»»

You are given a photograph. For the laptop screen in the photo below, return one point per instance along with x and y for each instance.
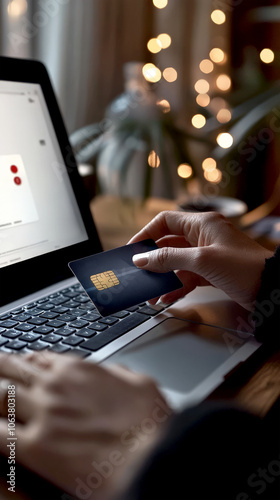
(45, 221)
(38, 208)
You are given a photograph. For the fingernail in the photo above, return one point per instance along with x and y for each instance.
(141, 259)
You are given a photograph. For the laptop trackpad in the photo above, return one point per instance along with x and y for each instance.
(179, 354)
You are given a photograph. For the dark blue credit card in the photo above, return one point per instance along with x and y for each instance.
(113, 282)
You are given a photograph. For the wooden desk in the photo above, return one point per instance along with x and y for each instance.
(255, 385)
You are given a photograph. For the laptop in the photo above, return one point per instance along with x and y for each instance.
(45, 223)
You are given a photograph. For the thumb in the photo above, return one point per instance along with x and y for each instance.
(167, 259)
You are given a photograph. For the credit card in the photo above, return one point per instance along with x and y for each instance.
(113, 282)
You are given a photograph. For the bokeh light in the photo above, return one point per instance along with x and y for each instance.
(153, 160)
(170, 74)
(165, 40)
(202, 86)
(198, 121)
(267, 56)
(184, 170)
(151, 73)
(218, 16)
(225, 140)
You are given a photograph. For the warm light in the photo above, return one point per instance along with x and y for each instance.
(223, 82)
(202, 86)
(198, 121)
(165, 40)
(209, 164)
(225, 140)
(206, 66)
(214, 176)
(151, 73)
(165, 105)
(154, 45)
(160, 4)
(153, 160)
(170, 74)
(217, 55)
(224, 115)
(217, 103)
(218, 16)
(17, 7)
(267, 56)
(184, 170)
(203, 100)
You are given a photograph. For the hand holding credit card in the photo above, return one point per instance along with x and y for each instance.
(114, 283)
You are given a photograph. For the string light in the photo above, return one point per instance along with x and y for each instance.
(217, 55)
(198, 121)
(16, 8)
(154, 45)
(202, 86)
(214, 176)
(206, 66)
(165, 105)
(203, 100)
(224, 115)
(223, 82)
(267, 56)
(218, 16)
(160, 4)
(184, 171)
(225, 140)
(151, 73)
(153, 160)
(209, 164)
(165, 40)
(170, 74)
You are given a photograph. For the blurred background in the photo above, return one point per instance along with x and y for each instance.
(175, 100)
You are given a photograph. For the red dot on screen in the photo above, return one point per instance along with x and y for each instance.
(17, 180)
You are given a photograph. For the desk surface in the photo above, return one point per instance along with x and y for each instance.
(255, 385)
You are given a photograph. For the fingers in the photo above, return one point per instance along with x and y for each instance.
(167, 259)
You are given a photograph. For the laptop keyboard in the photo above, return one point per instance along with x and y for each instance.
(67, 322)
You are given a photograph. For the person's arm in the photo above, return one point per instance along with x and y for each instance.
(83, 427)
(205, 249)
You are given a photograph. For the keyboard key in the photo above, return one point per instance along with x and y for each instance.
(108, 321)
(23, 317)
(81, 353)
(49, 315)
(25, 327)
(11, 334)
(86, 333)
(29, 337)
(59, 348)
(17, 345)
(72, 340)
(78, 323)
(65, 331)
(52, 338)
(55, 323)
(38, 346)
(8, 323)
(98, 327)
(37, 321)
(115, 331)
(43, 329)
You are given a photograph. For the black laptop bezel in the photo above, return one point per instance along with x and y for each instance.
(26, 277)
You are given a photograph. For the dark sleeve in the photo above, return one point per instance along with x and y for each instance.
(210, 452)
(267, 308)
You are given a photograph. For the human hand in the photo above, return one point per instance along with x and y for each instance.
(82, 427)
(206, 249)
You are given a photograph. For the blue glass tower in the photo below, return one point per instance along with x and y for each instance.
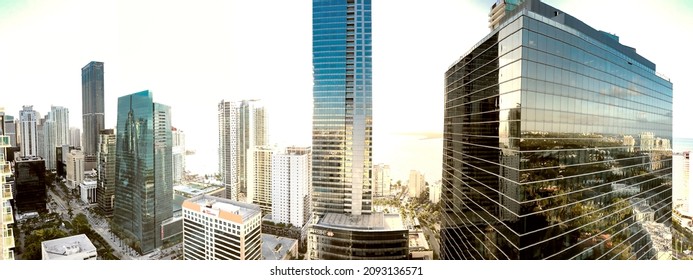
(342, 108)
(144, 171)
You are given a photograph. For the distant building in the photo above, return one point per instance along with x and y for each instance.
(221, 229)
(105, 192)
(30, 184)
(434, 192)
(28, 122)
(88, 190)
(242, 125)
(259, 177)
(76, 247)
(381, 180)
(278, 248)
(178, 154)
(291, 203)
(416, 184)
(92, 105)
(75, 137)
(75, 168)
(144, 173)
(6, 213)
(377, 236)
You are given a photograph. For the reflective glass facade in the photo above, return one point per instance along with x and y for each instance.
(557, 145)
(144, 172)
(342, 114)
(92, 106)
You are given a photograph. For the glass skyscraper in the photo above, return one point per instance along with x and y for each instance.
(557, 144)
(143, 170)
(92, 106)
(342, 114)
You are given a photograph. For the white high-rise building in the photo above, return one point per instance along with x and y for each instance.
(242, 125)
(416, 184)
(75, 168)
(178, 154)
(291, 182)
(221, 229)
(61, 116)
(28, 121)
(259, 177)
(381, 180)
(75, 137)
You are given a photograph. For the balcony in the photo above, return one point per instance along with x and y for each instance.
(7, 217)
(8, 239)
(7, 255)
(6, 192)
(5, 169)
(5, 141)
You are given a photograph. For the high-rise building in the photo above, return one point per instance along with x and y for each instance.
(416, 184)
(221, 229)
(10, 130)
(30, 185)
(342, 115)
(178, 152)
(75, 137)
(381, 180)
(49, 141)
(105, 189)
(537, 159)
(75, 168)
(291, 198)
(342, 139)
(6, 215)
(92, 106)
(61, 116)
(143, 172)
(28, 121)
(242, 125)
(259, 177)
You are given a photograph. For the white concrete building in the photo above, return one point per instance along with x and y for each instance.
(75, 168)
(291, 181)
(221, 229)
(87, 191)
(178, 155)
(76, 247)
(381, 180)
(417, 183)
(259, 177)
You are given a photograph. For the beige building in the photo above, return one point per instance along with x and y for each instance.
(75, 168)
(221, 229)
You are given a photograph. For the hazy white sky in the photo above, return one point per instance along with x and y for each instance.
(192, 54)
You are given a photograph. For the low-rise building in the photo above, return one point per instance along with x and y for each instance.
(76, 247)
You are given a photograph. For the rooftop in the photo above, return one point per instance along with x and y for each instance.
(378, 221)
(276, 247)
(223, 208)
(61, 247)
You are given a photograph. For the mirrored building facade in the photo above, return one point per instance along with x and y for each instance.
(143, 170)
(557, 144)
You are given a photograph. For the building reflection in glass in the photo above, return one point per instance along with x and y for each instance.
(556, 145)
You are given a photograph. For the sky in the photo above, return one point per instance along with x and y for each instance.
(191, 55)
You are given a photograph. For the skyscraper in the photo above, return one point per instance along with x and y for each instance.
(538, 157)
(343, 226)
(105, 189)
(144, 183)
(291, 203)
(342, 115)
(28, 120)
(259, 177)
(242, 125)
(178, 155)
(92, 106)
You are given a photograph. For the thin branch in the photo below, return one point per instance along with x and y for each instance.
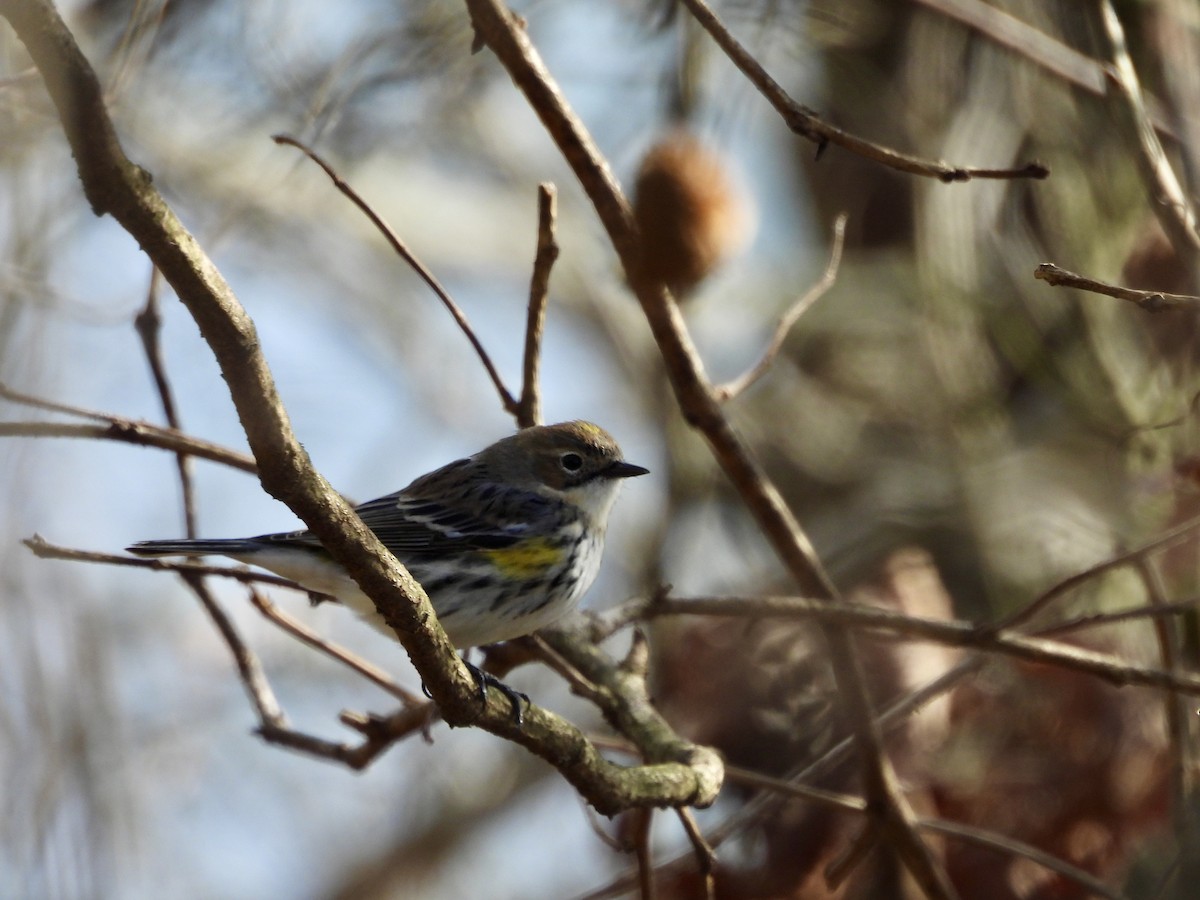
(1177, 534)
(52, 406)
(503, 31)
(1133, 613)
(951, 633)
(137, 433)
(703, 852)
(1036, 46)
(959, 831)
(403, 252)
(787, 321)
(1170, 203)
(808, 124)
(1165, 631)
(306, 635)
(250, 670)
(1149, 300)
(643, 820)
(529, 408)
(115, 186)
(1014, 847)
(149, 327)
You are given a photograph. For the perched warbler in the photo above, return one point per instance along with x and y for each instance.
(504, 541)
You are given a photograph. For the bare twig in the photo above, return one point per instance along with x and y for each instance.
(149, 325)
(45, 550)
(808, 124)
(306, 635)
(250, 670)
(1149, 300)
(1167, 633)
(1181, 532)
(1038, 47)
(705, 855)
(642, 822)
(131, 432)
(1170, 203)
(1014, 847)
(787, 321)
(501, 30)
(403, 252)
(1132, 613)
(115, 186)
(529, 407)
(947, 631)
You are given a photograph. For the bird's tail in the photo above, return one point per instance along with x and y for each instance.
(186, 547)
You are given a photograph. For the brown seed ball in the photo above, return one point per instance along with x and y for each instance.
(690, 213)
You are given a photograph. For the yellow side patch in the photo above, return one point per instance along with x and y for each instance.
(527, 559)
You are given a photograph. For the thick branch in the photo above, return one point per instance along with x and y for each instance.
(118, 187)
(504, 34)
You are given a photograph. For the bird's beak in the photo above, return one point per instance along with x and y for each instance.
(625, 469)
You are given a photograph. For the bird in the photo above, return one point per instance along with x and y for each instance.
(504, 543)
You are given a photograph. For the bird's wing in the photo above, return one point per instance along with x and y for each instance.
(413, 522)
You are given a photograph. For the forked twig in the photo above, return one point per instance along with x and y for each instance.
(306, 635)
(787, 321)
(1149, 300)
(394, 240)
(808, 124)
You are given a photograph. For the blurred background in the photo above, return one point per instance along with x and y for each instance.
(957, 436)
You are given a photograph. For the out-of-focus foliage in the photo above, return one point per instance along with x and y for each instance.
(957, 436)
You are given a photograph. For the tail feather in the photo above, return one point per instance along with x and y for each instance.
(187, 547)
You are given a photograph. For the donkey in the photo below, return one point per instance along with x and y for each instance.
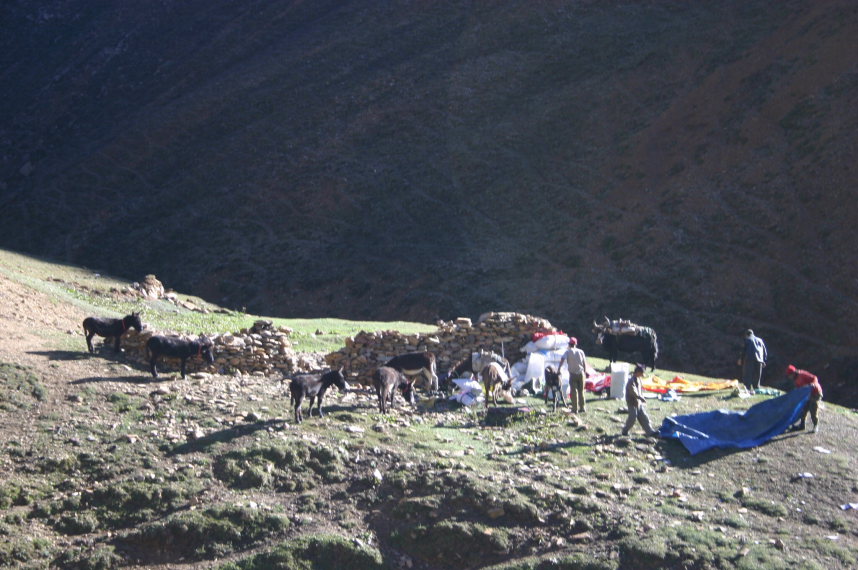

««

## [EXERCISE GOAL]
Can you filter the data above and copy out every line that contains the string "facade"? Treat uppercase and lowercase as different.

## [EXERCISE RESULT]
You are given a photograph. For the reflective glass facade in the photo above, return one point per instance along with x and y for each instance.
You are given a photograph. For the mirrored building facade in the photo above, return one point per instance along with x and y for each instance.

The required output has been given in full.